# Aim of the exercise
Answer these questions using the degree centrality passage:
(a) What does degree centrality (DC) evaluate?
(b) In which brain region are higher degrees observed in PD patients with cognitive impairments than in patients without cognitive impairment?
(c) Which two groups did the current study compare?

# Supplied text

■ ■ ■ ■ ■

The neuroimaging findings of PD are various and inconsistent. In the current stage, it is still unclear which structural or functional neuroimaging marker is reliable or convincing for understanding the pathological physiology of PD. While these findings suggest that the pathophysiological mechanisms in PD is complicated and assumed to a coordination of various brain regions. Degree centrality (DC), a voxel-wise measurement, is applied to evaluate the strengths of functional connectivity across the whole brain (Buckner et al., 2009). DC is a reliable rs-fMRI indicator (Zuo et al., 2013) and suggested to represent the global synchronizations or global functional connectivity density (Tomasi and Volkow, 2012). Using the DC method, alterations are found in brain regions associated with cognition and motor, with these regions being depressed in PD sufferers (Wang et al., 2018). Higher degrees are observed in the precuneus in PD patients with cognitive impairments than patients without cognitive impairment (Nagano-Saito et al., 2019). In the current study, we applied DC to investigate the differences of global synchronizations of brain activity between PD and normal controls (NC). Furthermore, the neural correlations between global synchronizations and cognitive function as well as movement function were explored in PD group across the whole brain.

■ ■ ■ ■ ■

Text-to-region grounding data
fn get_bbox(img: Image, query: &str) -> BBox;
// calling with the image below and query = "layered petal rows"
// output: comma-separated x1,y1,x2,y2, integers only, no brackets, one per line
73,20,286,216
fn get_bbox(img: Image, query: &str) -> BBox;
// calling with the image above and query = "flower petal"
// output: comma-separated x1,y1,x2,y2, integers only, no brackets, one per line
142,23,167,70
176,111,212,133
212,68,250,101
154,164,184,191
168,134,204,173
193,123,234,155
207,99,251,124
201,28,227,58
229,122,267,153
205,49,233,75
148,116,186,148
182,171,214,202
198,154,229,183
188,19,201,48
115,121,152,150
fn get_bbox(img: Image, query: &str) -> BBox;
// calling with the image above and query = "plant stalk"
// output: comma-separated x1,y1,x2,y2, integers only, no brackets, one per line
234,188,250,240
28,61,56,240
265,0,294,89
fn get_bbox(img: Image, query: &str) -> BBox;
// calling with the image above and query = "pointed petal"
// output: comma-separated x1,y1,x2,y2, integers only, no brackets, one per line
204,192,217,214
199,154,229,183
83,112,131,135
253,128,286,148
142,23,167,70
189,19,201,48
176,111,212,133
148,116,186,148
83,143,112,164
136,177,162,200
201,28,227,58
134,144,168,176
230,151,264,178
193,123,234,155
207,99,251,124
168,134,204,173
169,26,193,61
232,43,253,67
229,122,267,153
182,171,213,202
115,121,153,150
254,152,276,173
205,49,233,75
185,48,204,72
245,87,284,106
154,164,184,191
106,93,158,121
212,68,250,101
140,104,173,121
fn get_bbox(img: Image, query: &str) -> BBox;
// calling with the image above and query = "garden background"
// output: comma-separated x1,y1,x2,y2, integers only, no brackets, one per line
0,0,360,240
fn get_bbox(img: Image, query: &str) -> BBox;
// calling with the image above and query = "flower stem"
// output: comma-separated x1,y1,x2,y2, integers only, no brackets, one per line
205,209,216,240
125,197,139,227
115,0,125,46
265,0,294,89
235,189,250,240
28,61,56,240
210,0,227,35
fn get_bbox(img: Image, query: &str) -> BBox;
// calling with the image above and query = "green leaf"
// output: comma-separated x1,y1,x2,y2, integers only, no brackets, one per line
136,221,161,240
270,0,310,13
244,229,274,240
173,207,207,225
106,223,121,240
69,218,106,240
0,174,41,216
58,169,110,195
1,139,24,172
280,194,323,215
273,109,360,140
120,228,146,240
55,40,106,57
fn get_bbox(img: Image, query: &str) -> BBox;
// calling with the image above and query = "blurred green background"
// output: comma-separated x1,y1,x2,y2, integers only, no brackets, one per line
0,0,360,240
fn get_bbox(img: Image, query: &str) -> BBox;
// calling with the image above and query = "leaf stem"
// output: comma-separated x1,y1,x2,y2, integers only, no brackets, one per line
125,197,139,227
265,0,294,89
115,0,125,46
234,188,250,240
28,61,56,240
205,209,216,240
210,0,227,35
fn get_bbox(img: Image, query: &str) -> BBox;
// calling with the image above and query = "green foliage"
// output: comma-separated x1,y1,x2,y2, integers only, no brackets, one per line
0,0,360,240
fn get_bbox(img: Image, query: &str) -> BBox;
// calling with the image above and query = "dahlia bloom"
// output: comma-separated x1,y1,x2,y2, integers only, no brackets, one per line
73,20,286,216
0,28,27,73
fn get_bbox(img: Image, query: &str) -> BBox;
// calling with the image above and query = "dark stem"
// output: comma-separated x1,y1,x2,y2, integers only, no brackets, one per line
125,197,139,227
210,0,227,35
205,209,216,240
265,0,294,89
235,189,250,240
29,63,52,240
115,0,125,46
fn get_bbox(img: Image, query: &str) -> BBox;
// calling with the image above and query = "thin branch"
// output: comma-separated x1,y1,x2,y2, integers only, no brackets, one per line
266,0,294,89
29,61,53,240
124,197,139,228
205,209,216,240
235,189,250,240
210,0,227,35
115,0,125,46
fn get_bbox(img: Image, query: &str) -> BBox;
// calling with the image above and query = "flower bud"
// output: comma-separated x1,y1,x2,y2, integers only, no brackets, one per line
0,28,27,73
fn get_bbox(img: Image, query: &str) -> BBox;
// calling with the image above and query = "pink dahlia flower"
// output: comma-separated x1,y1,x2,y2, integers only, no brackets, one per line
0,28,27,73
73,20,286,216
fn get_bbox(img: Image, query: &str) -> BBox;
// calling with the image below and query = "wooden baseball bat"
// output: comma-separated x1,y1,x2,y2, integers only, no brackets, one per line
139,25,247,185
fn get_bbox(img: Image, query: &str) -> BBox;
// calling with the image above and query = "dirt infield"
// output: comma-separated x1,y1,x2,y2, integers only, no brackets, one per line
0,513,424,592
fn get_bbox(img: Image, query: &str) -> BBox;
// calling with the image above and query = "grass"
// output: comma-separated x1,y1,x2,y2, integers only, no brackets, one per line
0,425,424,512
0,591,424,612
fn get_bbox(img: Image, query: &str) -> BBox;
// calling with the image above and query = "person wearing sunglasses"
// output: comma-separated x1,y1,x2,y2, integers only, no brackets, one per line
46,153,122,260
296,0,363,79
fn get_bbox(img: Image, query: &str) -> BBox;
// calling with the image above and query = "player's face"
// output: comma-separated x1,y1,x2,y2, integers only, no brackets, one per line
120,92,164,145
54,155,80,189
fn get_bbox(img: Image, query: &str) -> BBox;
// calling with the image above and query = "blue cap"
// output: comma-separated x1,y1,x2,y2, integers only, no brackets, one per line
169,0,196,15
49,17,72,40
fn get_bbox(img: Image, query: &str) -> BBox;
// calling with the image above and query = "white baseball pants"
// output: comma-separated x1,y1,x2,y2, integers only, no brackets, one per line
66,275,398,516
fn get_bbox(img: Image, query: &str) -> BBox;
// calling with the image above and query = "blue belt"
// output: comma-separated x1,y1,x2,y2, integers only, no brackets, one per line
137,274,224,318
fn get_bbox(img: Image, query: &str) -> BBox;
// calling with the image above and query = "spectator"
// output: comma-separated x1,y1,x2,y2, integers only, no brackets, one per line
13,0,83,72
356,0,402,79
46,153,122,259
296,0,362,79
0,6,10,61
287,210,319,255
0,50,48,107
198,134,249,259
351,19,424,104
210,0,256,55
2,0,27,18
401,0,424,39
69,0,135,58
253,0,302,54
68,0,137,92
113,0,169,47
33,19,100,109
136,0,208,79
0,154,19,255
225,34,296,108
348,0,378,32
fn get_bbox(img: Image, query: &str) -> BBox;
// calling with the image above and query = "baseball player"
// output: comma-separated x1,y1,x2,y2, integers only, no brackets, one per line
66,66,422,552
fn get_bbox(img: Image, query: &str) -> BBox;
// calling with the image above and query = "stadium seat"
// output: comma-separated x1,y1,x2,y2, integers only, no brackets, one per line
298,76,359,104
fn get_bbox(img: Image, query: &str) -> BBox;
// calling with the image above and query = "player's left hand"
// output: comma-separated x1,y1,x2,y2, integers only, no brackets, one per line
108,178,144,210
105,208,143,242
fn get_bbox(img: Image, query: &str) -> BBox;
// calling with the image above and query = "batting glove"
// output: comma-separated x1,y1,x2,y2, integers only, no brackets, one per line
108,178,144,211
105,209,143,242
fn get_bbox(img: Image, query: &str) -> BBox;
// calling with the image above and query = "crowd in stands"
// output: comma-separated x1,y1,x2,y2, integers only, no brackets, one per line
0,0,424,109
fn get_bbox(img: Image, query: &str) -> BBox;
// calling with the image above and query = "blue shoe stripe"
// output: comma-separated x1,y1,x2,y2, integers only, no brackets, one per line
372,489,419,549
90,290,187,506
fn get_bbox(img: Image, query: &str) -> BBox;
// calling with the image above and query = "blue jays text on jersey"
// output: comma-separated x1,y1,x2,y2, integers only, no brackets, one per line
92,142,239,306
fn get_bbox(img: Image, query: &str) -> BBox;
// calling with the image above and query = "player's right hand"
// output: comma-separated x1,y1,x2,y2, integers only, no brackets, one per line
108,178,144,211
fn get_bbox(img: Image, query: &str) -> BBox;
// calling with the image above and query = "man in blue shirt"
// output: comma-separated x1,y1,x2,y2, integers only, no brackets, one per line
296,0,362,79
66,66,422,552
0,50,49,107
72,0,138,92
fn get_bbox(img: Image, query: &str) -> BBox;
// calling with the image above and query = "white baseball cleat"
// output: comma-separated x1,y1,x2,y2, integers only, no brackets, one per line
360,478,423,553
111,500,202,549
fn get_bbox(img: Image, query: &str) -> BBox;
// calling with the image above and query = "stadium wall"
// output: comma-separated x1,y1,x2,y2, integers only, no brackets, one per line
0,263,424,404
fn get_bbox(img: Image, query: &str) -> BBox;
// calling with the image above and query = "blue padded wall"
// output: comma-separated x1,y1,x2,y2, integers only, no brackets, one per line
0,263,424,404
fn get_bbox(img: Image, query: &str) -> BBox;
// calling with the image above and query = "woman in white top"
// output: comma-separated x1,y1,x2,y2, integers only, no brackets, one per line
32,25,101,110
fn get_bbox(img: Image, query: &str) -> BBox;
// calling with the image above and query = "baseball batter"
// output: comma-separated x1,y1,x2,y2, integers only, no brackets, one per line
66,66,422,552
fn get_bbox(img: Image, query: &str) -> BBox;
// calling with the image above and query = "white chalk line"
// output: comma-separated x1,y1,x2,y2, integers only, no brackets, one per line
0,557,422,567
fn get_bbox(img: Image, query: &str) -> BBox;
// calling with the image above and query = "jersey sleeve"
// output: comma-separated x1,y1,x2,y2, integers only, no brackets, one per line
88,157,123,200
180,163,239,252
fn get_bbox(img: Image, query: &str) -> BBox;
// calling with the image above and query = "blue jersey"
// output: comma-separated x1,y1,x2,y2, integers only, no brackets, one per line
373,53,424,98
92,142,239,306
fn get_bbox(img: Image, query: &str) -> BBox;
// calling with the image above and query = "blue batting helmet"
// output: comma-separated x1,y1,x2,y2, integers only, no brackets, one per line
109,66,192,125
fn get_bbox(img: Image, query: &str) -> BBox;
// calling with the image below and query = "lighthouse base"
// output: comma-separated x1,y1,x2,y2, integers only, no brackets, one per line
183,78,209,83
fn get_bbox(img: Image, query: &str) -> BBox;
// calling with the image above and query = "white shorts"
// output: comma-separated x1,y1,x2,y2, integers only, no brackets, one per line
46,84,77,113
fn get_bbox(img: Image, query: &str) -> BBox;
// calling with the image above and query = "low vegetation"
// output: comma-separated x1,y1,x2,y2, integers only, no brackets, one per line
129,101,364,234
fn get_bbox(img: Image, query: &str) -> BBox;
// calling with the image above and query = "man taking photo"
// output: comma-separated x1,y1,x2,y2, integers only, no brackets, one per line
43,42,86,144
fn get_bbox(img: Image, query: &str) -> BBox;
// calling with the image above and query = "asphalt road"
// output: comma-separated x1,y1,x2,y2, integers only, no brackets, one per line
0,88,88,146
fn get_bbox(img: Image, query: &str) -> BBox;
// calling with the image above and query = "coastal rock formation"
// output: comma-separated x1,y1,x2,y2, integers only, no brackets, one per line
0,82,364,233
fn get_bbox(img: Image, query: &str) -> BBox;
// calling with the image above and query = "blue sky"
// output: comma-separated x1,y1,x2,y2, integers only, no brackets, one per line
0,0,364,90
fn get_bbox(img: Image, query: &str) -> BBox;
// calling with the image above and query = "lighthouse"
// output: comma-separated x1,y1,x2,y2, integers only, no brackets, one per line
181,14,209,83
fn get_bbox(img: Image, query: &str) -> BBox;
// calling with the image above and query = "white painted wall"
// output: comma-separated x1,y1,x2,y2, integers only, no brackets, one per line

■ ■ ■ ■ ■

# Worked solution
(a) It evaluates the strengths of functional connectivity across the whole brain.
(b) The precuneus.
(c) PD and normal controls (NC).